- Aim
Collect every line in the entries below that contains the string "opening", and copy each one out. Matching is case-sensitive.

--- BEGIN ---

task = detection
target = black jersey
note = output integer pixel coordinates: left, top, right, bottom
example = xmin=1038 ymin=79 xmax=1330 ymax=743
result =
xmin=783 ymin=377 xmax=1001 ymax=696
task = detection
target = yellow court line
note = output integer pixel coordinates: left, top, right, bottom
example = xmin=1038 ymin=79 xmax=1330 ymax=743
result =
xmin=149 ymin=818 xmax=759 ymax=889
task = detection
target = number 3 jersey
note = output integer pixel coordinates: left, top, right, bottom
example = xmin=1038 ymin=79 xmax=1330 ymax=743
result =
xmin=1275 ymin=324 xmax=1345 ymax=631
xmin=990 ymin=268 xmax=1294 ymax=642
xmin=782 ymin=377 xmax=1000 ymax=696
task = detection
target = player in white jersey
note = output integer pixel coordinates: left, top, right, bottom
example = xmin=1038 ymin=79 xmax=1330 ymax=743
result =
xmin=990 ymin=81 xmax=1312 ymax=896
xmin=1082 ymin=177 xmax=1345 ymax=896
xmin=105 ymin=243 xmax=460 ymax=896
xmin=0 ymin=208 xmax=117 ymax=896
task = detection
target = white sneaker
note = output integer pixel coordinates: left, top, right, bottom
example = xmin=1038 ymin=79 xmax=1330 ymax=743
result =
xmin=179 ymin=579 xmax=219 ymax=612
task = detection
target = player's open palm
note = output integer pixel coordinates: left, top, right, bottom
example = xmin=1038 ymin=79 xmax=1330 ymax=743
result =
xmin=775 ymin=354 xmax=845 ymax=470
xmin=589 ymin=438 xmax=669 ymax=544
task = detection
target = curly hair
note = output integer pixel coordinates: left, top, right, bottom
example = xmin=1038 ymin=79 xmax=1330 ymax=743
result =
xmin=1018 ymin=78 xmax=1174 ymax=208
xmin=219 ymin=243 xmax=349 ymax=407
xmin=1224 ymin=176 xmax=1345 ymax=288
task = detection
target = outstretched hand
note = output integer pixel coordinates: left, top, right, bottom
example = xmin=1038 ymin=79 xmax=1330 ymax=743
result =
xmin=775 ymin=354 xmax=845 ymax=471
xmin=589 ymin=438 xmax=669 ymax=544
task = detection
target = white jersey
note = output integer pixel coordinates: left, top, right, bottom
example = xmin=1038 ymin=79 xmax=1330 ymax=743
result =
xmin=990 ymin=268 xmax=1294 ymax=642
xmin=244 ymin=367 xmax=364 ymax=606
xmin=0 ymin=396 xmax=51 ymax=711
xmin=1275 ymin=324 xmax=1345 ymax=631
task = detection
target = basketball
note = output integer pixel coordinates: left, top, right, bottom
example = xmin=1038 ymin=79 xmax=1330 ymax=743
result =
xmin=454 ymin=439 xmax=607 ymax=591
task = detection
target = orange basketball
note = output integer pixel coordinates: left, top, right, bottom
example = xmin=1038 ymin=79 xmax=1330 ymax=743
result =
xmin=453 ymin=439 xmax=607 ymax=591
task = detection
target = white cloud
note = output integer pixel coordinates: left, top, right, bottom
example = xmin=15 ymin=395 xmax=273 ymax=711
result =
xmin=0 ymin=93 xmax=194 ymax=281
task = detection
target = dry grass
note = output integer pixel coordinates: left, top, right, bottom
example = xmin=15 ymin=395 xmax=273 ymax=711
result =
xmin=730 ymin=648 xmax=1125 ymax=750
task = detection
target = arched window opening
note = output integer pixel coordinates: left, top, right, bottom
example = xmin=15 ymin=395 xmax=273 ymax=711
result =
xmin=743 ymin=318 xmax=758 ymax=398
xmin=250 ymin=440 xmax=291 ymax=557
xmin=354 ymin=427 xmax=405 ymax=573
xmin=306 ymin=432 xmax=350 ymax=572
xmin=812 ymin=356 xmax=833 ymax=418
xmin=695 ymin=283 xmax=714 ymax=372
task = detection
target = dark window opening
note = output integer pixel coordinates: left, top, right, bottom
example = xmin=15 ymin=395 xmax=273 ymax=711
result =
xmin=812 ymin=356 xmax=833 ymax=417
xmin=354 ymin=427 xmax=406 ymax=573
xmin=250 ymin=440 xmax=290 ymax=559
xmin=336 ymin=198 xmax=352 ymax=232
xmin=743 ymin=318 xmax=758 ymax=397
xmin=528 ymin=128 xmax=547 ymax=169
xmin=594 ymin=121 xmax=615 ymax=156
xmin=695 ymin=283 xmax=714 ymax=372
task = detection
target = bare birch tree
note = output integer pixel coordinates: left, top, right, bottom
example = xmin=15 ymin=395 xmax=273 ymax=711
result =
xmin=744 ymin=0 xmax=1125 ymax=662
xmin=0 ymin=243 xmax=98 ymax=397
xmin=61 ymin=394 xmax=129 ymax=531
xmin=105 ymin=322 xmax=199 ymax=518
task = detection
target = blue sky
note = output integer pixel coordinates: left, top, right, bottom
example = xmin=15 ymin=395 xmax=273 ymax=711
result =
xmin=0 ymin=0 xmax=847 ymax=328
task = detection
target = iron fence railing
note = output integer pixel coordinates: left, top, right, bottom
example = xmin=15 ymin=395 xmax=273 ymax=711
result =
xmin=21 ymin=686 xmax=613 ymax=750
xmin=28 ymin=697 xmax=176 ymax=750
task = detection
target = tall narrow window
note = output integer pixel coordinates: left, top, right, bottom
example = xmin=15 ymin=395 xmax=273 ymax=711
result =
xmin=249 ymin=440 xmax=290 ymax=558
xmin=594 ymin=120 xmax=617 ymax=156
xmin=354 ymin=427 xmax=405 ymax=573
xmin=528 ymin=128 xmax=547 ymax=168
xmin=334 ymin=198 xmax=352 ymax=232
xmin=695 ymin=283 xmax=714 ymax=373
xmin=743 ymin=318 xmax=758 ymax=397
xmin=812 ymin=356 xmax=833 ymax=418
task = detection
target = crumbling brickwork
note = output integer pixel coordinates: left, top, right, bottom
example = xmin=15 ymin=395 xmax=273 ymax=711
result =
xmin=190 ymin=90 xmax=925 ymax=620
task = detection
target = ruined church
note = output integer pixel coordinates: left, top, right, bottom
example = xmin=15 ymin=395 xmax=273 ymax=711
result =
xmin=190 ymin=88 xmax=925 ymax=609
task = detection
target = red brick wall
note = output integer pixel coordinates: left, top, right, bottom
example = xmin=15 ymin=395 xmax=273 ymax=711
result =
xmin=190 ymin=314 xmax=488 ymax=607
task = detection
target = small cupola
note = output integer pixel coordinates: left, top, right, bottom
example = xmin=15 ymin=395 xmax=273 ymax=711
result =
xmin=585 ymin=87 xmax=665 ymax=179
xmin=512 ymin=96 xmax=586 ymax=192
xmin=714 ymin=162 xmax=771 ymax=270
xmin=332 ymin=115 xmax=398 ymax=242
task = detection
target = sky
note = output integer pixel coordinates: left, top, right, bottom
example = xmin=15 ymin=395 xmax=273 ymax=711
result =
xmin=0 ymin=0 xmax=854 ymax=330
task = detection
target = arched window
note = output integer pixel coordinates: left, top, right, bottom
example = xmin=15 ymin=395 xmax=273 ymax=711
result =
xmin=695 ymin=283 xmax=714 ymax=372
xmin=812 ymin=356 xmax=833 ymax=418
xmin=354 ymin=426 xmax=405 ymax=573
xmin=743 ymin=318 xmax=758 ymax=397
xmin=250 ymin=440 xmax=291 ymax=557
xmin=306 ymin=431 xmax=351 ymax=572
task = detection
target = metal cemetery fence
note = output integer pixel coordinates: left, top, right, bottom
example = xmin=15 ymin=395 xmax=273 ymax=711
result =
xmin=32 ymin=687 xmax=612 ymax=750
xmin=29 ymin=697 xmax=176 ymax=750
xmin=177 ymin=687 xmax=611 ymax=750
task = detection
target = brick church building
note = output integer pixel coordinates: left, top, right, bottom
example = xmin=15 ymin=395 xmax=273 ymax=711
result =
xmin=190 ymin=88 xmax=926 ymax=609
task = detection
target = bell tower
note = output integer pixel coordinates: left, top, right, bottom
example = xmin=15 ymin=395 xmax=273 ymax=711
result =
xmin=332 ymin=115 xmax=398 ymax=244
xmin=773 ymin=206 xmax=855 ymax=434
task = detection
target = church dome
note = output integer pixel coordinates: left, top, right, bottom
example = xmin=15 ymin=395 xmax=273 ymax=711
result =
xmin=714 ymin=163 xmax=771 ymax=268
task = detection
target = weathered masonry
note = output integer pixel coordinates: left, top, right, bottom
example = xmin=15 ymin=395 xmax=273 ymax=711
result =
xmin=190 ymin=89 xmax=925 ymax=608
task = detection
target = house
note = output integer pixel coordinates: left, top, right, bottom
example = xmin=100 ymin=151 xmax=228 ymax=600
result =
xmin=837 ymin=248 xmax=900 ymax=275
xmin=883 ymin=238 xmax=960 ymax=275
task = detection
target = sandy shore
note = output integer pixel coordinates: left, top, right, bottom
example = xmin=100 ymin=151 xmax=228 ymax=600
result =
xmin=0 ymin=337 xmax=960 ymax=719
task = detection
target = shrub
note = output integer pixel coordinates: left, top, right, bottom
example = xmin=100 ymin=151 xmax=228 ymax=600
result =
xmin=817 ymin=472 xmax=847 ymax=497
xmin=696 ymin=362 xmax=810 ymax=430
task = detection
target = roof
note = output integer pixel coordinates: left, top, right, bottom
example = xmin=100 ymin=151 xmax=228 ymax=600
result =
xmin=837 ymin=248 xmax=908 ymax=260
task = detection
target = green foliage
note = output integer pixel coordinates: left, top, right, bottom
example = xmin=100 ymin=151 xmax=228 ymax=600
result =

--- END ---

- Correct response
target = arched window opening
target = dark window opening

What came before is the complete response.